ACTIVITY — Set down, word for word, only the lines from the start of the records through the line bearing "person browsing shelf?"; include no pictures.

DATA IN THIS EXERCISE —
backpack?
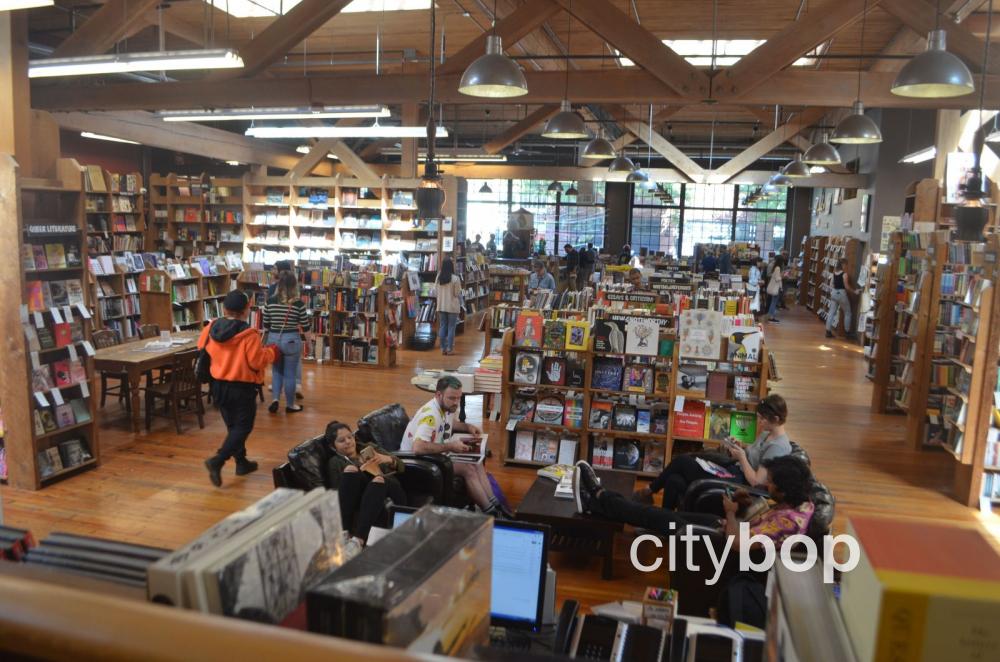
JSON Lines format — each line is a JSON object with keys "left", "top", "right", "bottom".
{"left": 195, "top": 323, "right": 214, "bottom": 384}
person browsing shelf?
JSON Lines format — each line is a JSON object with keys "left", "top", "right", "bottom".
{"left": 635, "top": 395, "right": 793, "bottom": 509}
{"left": 701, "top": 250, "right": 719, "bottom": 274}
{"left": 578, "top": 242, "right": 597, "bottom": 289}
{"left": 747, "top": 259, "right": 764, "bottom": 319}
{"left": 826, "top": 258, "right": 858, "bottom": 340}
{"left": 435, "top": 258, "right": 463, "bottom": 356}
{"left": 627, "top": 267, "right": 645, "bottom": 290}
{"left": 528, "top": 259, "right": 556, "bottom": 292}
{"left": 563, "top": 244, "right": 581, "bottom": 291}
{"left": 262, "top": 272, "right": 309, "bottom": 414}
{"left": 324, "top": 421, "right": 406, "bottom": 550}
{"left": 575, "top": 455, "right": 815, "bottom": 548}
{"left": 765, "top": 255, "right": 785, "bottom": 323}
{"left": 266, "top": 261, "right": 303, "bottom": 402}
{"left": 486, "top": 233, "right": 497, "bottom": 258}
{"left": 401, "top": 376, "right": 510, "bottom": 518}
{"left": 618, "top": 244, "right": 633, "bottom": 266}
{"left": 199, "top": 291, "right": 279, "bottom": 487}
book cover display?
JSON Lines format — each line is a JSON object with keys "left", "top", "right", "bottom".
{"left": 727, "top": 329, "right": 761, "bottom": 362}
{"left": 535, "top": 396, "right": 566, "bottom": 426}
{"left": 542, "top": 320, "right": 566, "bottom": 350}
{"left": 542, "top": 357, "right": 567, "bottom": 385}
{"left": 589, "top": 401, "right": 613, "bottom": 430}
{"left": 593, "top": 319, "right": 625, "bottom": 353}
{"left": 625, "top": 317, "right": 659, "bottom": 356}
{"left": 509, "top": 396, "right": 536, "bottom": 422}
{"left": 612, "top": 439, "right": 642, "bottom": 471}
{"left": 591, "top": 357, "right": 625, "bottom": 391}
{"left": 625, "top": 364, "right": 654, "bottom": 394}
{"left": 729, "top": 411, "right": 757, "bottom": 443}
{"left": 564, "top": 320, "right": 590, "bottom": 351}
{"left": 673, "top": 399, "right": 707, "bottom": 439}
{"left": 512, "top": 352, "right": 541, "bottom": 384}
{"left": 679, "top": 309, "right": 722, "bottom": 359}
{"left": 676, "top": 363, "right": 709, "bottom": 396}
{"left": 513, "top": 431, "right": 535, "bottom": 460}
{"left": 514, "top": 311, "right": 543, "bottom": 347}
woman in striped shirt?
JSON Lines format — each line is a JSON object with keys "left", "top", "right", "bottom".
{"left": 263, "top": 271, "right": 309, "bottom": 413}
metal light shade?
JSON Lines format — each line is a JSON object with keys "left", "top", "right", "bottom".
{"left": 566, "top": 184, "right": 579, "bottom": 196}
{"left": 781, "top": 154, "right": 811, "bottom": 178}
{"left": 626, "top": 169, "right": 649, "bottom": 183}
{"left": 831, "top": 100, "right": 883, "bottom": 144}
{"left": 608, "top": 154, "right": 636, "bottom": 172}
{"left": 416, "top": 171, "right": 446, "bottom": 219}
{"left": 769, "top": 173, "right": 793, "bottom": 188}
{"left": 458, "top": 35, "right": 529, "bottom": 98}
{"left": 547, "top": 180, "right": 563, "bottom": 192}
{"left": 479, "top": 181, "right": 492, "bottom": 194}
{"left": 581, "top": 136, "right": 616, "bottom": 159}
{"left": 891, "top": 29, "right": 975, "bottom": 98}
{"left": 542, "top": 100, "right": 591, "bottom": 139}
{"left": 803, "top": 133, "right": 842, "bottom": 165}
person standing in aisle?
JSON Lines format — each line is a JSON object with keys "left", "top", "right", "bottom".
{"left": 719, "top": 247, "right": 733, "bottom": 275}
{"left": 486, "top": 233, "right": 497, "bottom": 258}
{"left": 578, "top": 242, "right": 596, "bottom": 290}
{"left": 563, "top": 243, "right": 581, "bottom": 291}
{"left": 701, "top": 249, "right": 719, "bottom": 274}
{"left": 617, "top": 244, "right": 633, "bottom": 266}
{"left": 471, "top": 234, "right": 486, "bottom": 254}
{"left": 267, "top": 260, "right": 304, "bottom": 402}
{"left": 766, "top": 255, "right": 785, "bottom": 323}
{"left": 263, "top": 272, "right": 308, "bottom": 413}
{"left": 199, "top": 291, "right": 279, "bottom": 487}
{"left": 435, "top": 257, "right": 463, "bottom": 356}
{"left": 747, "top": 258, "right": 764, "bottom": 320}
{"left": 825, "top": 258, "right": 858, "bottom": 340}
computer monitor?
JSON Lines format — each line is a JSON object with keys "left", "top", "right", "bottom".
{"left": 389, "top": 508, "right": 549, "bottom": 633}
{"left": 490, "top": 520, "right": 549, "bottom": 632}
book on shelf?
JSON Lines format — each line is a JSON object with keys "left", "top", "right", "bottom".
{"left": 557, "top": 438, "right": 578, "bottom": 465}
{"left": 729, "top": 411, "right": 757, "bottom": 443}
{"left": 509, "top": 395, "right": 536, "bottom": 422}
{"left": 541, "top": 356, "right": 567, "bottom": 385}
{"left": 676, "top": 362, "right": 709, "bottom": 396}
{"left": 612, "top": 404, "right": 638, "bottom": 432}
{"left": 624, "top": 364, "right": 654, "bottom": 394}
{"left": 624, "top": 317, "right": 660, "bottom": 356}
{"left": 673, "top": 399, "right": 707, "bottom": 438}
{"left": 642, "top": 442, "right": 665, "bottom": 473}
{"left": 563, "top": 393, "right": 584, "bottom": 428}
{"left": 542, "top": 319, "right": 566, "bottom": 350}
{"left": 513, "top": 430, "right": 535, "bottom": 461}
{"left": 593, "top": 319, "right": 625, "bottom": 353}
{"left": 636, "top": 408, "right": 651, "bottom": 434}
{"left": 592, "top": 357, "right": 625, "bottom": 391}
{"left": 514, "top": 310, "right": 543, "bottom": 347}
{"left": 592, "top": 438, "right": 614, "bottom": 468}
{"left": 705, "top": 407, "right": 733, "bottom": 442}
{"left": 589, "top": 400, "right": 613, "bottom": 430}
{"left": 565, "top": 320, "right": 590, "bottom": 351}
{"left": 534, "top": 396, "right": 565, "bottom": 426}
{"left": 612, "top": 439, "right": 642, "bottom": 471}
{"left": 512, "top": 351, "right": 542, "bottom": 385}
{"left": 532, "top": 432, "right": 559, "bottom": 464}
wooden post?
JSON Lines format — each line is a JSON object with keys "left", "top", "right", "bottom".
{"left": 0, "top": 12, "right": 33, "bottom": 177}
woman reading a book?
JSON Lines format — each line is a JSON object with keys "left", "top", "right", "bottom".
{"left": 324, "top": 421, "right": 406, "bottom": 551}
{"left": 636, "top": 394, "right": 793, "bottom": 510}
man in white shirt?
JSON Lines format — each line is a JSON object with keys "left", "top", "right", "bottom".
{"left": 401, "top": 376, "right": 509, "bottom": 517}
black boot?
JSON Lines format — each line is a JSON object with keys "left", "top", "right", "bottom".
{"left": 205, "top": 455, "right": 226, "bottom": 487}
{"left": 235, "top": 457, "right": 259, "bottom": 476}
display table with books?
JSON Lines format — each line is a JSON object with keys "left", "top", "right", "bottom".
{"left": 515, "top": 468, "right": 635, "bottom": 580}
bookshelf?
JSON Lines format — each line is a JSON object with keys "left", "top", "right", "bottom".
{"left": 857, "top": 250, "right": 880, "bottom": 357}
{"left": 814, "top": 236, "right": 864, "bottom": 336}
{"left": 329, "top": 275, "right": 401, "bottom": 368}
{"left": 803, "top": 236, "right": 827, "bottom": 311}
{"left": 489, "top": 267, "right": 530, "bottom": 306}
{"left": 498, "top": 312, "right": 769, "bottom": 479}
{"left": 138, "top": 256, "right": 241, "bottom": 332}
{"left": 204, "top": 176, "right": 245, "bottom": 252}
{"left": 13, "top": 161, "right": 101, "bottom": 490}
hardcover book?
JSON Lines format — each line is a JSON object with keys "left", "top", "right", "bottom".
{"left": 39, "top": 409, "right": 58, "bottom": 433}
{"left": 54, "top": 403, "right": 75, "bottom": 428}
{"left": 542, "top": 356, "right": 567, "bottom": 385}
{"left": 534, "top": 396, "right": 566, "bottom": 426}
{"left": 678, "top": 309, "right": 722, "bottom": 359}
{"left": 45, "top": 244, "right": 67, "bottom": 269}
{"left": 566, "top": 356, "right": 586, "bottom": 388}
{"left": 729, "top": 411, "right": 757, "bottom": 444}
{"left": 727, "top": 329, "right": 761, "bottom": 362}
{"left": 49, "top": 280, "right": 70, "bottom": 307}
{"left": 593, "top": 319, "right": 625, "bottom": 353}
{"left": 625, "top": 364, "right": 653, "bottom": 394}
{"left": 532, "top": 433, "right": 559, "bottom": 464}
{"left": 512, "top": 351, "right": 542, "bottom": 385}
{"left": 588, "top": 400, "right": 613, "bottom": 430}
{"left": 676, "top": 363, "right": 709, "bottom": 396}
{"left": 36, "top": 326, "right": 56, "bottom": 350}
{"left": 612, "top": 404, "right": 638, "bottom": 432}
{"left": 509, "top": 396, "right": 536, "bottom": 422}
{"left": 514, "top": 310, "right": 543, "bottom": 348}
{"left": 542, "top": 320, "right": 567, "bottom": 350}
{"left": 636, "top": 408, "right": 651, "bottom": 434}
{"left": 513, "top": 431, "right": 535, "bottom": 461}
{"left": 51, "top": 360, "right": 73, "bottom": 387}
{"left": 642, "top": 442, "right": 665, "bottom": 473}
{"left": 672, "top": 399, "right": 707, "bottom": 439}
{"left": 706, "top": 371, "right": 729, "bottom": 402}
{"left": 31, "top": 245, "right": 48, "bottom": 270}
{"left": 658, "top": 335, "right": 675, "bottom": 358}
{"left": 26, "top": 280, "right": 45, "bottom": 312}
{"left": 592, "top": 438, "right": 614, "bottom": 468}
{"left": 706, "top": 407, "right": 733, "bottom": 442}
{"left": 564, "top": 320, "right": 590, "bottom": 351}
{"left": 69, "top": 359, "right": 88, "bottom": 384}
{"left": 563, "top": 394, "right": 584, "bottom": 428}
{"left": 651, "top": 411, "right": 670, "bottom": 435}
{"left": 612, "top": 439, "right": 642, "bottom": 471}
{"left": 591, "top": 357, "right": 624, "bottom": 392}
{"left": 625, "top": 317, "right": 659, "bottom": 356}
{"left": 70, "top": 398, "right": 92, "bottom": 424}
{"left": 53, "top": 323, "right": 72, "bottom": 348}
{"left": 653, "top": 369, "right": 672, "bottom": 397}
{"left": 31, "top": 366, "right": 54, "bottom": 392}
{"left": 733, "top": 376, "right": 758, "bottom": 402}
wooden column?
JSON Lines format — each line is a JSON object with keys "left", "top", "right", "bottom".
{"left": 0, "top": 12, "right": 32, "bottom": 176}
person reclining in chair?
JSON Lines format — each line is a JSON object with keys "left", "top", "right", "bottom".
{"left": 573, "top": 455, "right": 815, "bottom": 548}
{"left": 401, "top": 376, "right": 511, "bottom": 518}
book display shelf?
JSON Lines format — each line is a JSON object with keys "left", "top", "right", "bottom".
{"left": 147, "top": 173, "right": 244, "bottom": 258}
{"left": 13, "top": 161, "right": 101, "bottom": 490}
{"left": 857, "top": 250, "right": 881, "bottom": 353}
{"left": 801, "top": 236, "right": 827, "bottom": 311}
{"left": 499, "top": 310, "right": 769, "bottom": 479}
{"left": 814, "top": 236, "right": 864, "bottom": 335}
{"left": 457, "top": 251, "right": 490, "bottom": 319}
{"left": 329, "top": 272, "right": 401, "bottom": 368}
{"left": 489, "top": 266, "right": 529, "bottom": 307}
{"left": 138, "top": 256, "right": 241, "bottom": 332}
{"left": 204, "top": 176, "right": 245, "bottom": 253}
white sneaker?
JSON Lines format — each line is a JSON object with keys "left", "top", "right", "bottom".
{"left": 342, "top": 536, "right": 364, "bottom": 561}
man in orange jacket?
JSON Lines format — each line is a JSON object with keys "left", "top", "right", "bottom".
{"left": 198, "top": 290, "right": 279, "bottom": 487}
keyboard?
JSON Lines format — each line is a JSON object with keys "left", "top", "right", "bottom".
{"left": 489, "top": 626, "right": 531, "bottom": 652}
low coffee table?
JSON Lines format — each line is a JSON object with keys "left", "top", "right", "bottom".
{"left": 515, "top": 469, "right": 636, "bottom": 580}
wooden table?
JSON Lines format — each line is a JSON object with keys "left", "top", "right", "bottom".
{"left": 515, "top": 469, "right": 636, "bottom": 580}
{"left": 92, "top": 331, "right": 201, "bottom": 433}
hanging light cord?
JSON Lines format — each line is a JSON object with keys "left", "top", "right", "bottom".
{"left": 426, "top": 1, "right": 437, "bottom": 167}
{"left": 973, "top": 0, "right": 993, "bottom": 172}
{"left": 856, "top": 0, "right": 869, "bottom": 101}
{"left": 563, "top": 0, "right": 573, "bottom": 101}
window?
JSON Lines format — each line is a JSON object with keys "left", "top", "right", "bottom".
{"left": 210, "top": 0, "right": 429, "bottom": 18}
{"left": 466, "top": 179, "right": 606, "bottom": 254}
{"left": 630, "top": 183, "right": 788, "bottom": 258}
{"left": 616, "top": 39, "right": 822, "bottom": 68}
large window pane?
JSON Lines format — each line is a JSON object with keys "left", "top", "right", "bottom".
{"left": 684, "top": 183, "right": 735, "bottom": 209}
{"left": 631, "top": 207, "right": 681, "bottom": 256}
{"left": 735, "top": 210, "right": 786, "bottom": 256}
{"left": 560, "top": 205, "right": 606, "bottom": 248}
{"left": 681, "top": 207, "right": 733, "bottom": 256}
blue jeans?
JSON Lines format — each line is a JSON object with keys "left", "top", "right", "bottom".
{"left": 438, "top": 311, "right": 459, "bottom": 352}
{"left": 269, "top": 330, "right": 302, "bottom": 405}
{"left": 767, "top": 291, "right": 779, "bottom": 319}
{"left": 826, "top": 289, "right": 852, "bottom": 332}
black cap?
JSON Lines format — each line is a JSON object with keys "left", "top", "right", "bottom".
{"left": 223, "top": 290, "right": 250, "bottom": 312}
{"left": 274, "top": 260, "right": 293, "bottom": 272}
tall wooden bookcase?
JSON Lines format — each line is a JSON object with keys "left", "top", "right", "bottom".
{"left": 10, "top": 159, "right": 101, "bottom": 490}
{"left": 802, "top": 236, "right": 827, "bottom": 312}
{"left": 813, "top": 236, "right": 864, "bottom": 335}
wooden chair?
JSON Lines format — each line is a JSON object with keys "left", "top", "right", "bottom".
{"left": 145, "top": 349, "right": 205, "bottom": 434}
{"left": 138, "top": 324, "right": 170, "bottom": 384}
{"left": 93, "top": 329, "right": 131, "bottom": 412}
{"left": 138, "top": 324, "right": 160, "bottom": 339}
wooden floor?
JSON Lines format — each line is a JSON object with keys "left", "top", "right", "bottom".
{"left": 3, "top": 307, "right": 999, "bottom": 610}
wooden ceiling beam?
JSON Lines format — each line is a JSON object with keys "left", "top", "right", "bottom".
{"left": 713, "top": 107, "right": 827, "bottom": 181}
{"left": 610, "top": 106, "right": 685, "bottom": 153}
{"left": 49, "top": 111, "right": 333, "bottom": 174}
{"left": 745, "top": 106, "right": 849, "bottom": 174}
{"left": 553, "top": 0, "right": 710, "bottom": 98}
{"left": 325, "top": 141, "right": 380, "bottom": 185}
{"left": 51, "top": 0, "right": 162, "bottom": 58}
{"left": 439, "top": 0, "right": 561, "bottom": 76}
{"left": 482, "top": 104, "right": 560, "bottom": 154}
{"left": 32, "top": 69, "right": 1000, "bottom": 111}
{"left": 289, "top": 138, "right": 340, "bottom": 179}
{"left": 879, "top": 0, "right": 1000, "bottom": 73}
{"left": 605, "top": 104, "right": 704, "bottom": 182}
{"left": 713, "top": 0, "right": 878, "bottom": 99}
{"left": 359, "top": 138, "right": 397, "bottom": 161}
{"left": 210, "top": 0, "right": 353, "bottom": 80}
{"left": 139, "top": 10, "right": 205, "bottom": 47}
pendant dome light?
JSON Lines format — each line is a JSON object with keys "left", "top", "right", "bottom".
{"left": 582, "top": 135, "right": 616, "bottom": 159}
{"left": 891, "top": 1, "right": 973, "bottom": 98}
{"left": 832, "top": 0, "right": 882, "bottom": 144}
{"left": 626, "top": 169, "right": 649, "bottom": 183}
{"left": 458, "top": 0, "right": 528, "bottom": 98}
{"left": 608, "top": 153, "right": 636, "bottom": 173}
{"left": 566, "top": 183, "right": 579, "bottom": 196}
{"left": 542, "top": 0, "right": 591, "bottom": 140}
{"left": 547, "top": 180, "right": 563, "bottom": 193}
{"left": 803, "top": 132, "right": 842, "bottom": 165}
{"left": 769, "top": 173, "right": 793, "bottom": 188}
{"left": 781, "top": 153, "right": 811, "bottom": 178}
{"left": 479, "top": 181, "right": 493, "bottom": 194}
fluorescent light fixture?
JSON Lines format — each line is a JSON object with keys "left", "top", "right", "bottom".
{"left": 246, "top": 125, "right": 448, "bottom": 139}
{"left": 899, "top": 146, "right": 937, "bottom": 164}
{"left": 382, "top": 148, "right": 506, "bottom": 162}
{"left": 809, "top": 165, "right": 827, "bottom": 174}
{"left": 208, "top": 0, "right": 429, "bottom": 18}
{"left": 29, "top": 48, "right": 243, "bottom": 78}
{"left": 296, "top": 145, "right": 340, "bottom": 159}
{"left": 0, "top": 1, "right": 54, "bottom": 10}
{"left": 159, "top": 105, "right": 390, "bottom": 122}
{"left": 225, "top": 160, "right": 241, "bottom": 166}
{"left": 81, "top": 131, "right": 140, "bottom": 145}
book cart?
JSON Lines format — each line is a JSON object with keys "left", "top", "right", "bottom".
{"left": 497, "top": 310, "right": 769, "bottom": 480}
{"left": 11, "top": 159, "right": 101, "bottom": 490}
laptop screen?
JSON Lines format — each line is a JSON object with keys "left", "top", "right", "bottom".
{"left": 491, "top": 521, "right": 547, "bottom": 629}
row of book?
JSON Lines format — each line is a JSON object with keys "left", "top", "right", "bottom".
{"left": 34, "top": 391, "right": 92, "bottom": 435}
{"left": 112, "top": 234, "right": 144, "bottom": 252}
{"left": 173, "top": 308, "right": 197, "bottom": 326}
{"left": 22, "top": 243, "right": 83, "bottom": 271}
{"left": 512, "top": 430, "right": 579, "bottom": 465}
{"left": 337, "top": 339, "right": 379, "bottom": 364}
{"left": 406, "top": 253, "right": 439, "bottom": 272}
{"left": 674, "top": 400, "right": 757, "bottom": 443}
{"left": 514, "top": 312, "right": 592, "bottom": 351}
{"left": 104, "top": 317, "right": 142, "bottom": 341}
{"left": 332, "top": 314, "right": 378, "bottom": 339}
{"left": 528, "top": 288, "right": 594, "bottom": 311}
{"left": 510, "top": 393, "right": 586, "bottom": 428}
{"left": 591, "top": 438, "right": 664, "bottom": 473}
{"left": 37, "top": 437, "right": 94, "bottom": 479}
{"left": 207, "top": 209, "right": 243, "bottom": 224}
{"left": 176, "top": 226, "right": 201, "bottom": 241}
{"left": 23, "top": 316, "right": 88, "bottom": 353}
{"left": 331, "top": 288, "right": 378, "bottom": 312}
{"left": 512, "top": 352, "right": 588, "bottom": 388}
{"left": 25, "top": 279, "right": 86, "bottom": 312}
{"left": 172, "top": 284, "right": 200, "bottom": 303}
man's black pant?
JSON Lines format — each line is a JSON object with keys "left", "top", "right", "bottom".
{"left": 338, "top": 471, "right": 406, "bottom": 541}
{"left": 590, "top": 490, "right": 721, "bottom": 535}
{"left": 213, "top": 381, "right": 258, "bottom": 461}
{"left": 649, "top": 454, "right": 742, "bottom": 510}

EXERCISE OUTPUT —
backpack?
JSON Lines format — each line is a JSON object with keys "left", "top", "right", "bottom".
{"left": 195, "top": 323, "right": 214, "bottom": 384}
person browsing shelf?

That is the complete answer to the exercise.